◆ **WRITTEN REQUEST**
Collect every line of the data below that contains the word "window", and copy each of those lines.

##########

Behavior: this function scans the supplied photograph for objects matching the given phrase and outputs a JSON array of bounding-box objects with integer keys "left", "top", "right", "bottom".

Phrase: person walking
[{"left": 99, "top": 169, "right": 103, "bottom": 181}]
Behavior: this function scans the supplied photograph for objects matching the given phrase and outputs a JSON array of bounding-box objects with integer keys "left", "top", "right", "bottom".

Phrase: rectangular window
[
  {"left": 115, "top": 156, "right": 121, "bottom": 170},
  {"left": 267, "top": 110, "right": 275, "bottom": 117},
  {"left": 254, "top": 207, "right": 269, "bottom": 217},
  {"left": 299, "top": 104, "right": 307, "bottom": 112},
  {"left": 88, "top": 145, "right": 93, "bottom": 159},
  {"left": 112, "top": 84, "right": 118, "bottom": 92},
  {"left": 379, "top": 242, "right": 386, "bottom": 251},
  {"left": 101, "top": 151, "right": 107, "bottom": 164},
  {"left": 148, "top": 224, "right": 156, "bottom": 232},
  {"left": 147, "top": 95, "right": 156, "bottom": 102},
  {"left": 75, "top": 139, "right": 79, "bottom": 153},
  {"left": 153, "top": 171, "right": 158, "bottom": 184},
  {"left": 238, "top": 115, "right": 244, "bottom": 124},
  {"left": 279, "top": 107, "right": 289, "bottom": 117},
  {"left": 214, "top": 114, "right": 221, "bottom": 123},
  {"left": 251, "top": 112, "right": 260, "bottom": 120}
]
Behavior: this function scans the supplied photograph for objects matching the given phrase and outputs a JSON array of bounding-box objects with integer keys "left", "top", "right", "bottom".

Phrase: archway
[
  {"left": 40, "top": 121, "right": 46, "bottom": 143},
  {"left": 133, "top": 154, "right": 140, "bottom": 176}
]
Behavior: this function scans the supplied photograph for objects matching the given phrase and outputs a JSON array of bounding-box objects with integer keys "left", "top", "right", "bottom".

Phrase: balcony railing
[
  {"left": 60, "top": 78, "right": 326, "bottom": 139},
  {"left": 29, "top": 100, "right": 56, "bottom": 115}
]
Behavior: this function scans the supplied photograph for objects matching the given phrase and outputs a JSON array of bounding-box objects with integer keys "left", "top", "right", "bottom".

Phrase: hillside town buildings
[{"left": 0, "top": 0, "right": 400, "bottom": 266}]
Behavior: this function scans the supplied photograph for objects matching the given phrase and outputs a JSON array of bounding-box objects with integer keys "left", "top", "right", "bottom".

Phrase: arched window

##########

◆ **OUTPUT FOR THIS TASK**
Phrase: rectangular window
Phrase: arched window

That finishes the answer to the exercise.